WHAT IS EXPECTED:
Below are entries; print them exactly from the first line through the one containing "Trace the outline".

◆ ◆ ◆ ◆ ◆ ◆ ◆

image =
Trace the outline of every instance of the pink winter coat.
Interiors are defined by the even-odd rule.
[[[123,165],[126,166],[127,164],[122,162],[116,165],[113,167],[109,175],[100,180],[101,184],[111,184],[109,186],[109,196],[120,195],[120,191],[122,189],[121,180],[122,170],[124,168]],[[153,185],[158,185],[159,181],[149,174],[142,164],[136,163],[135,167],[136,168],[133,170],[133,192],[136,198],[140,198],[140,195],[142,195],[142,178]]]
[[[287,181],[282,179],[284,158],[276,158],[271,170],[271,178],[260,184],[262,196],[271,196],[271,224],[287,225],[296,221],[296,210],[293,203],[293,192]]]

◆ ◆ ◆ ◆ ◆ ◆ ◆

WRITTEN ANSWER:
image =
Trace the outline of every instance of the pink winter coat.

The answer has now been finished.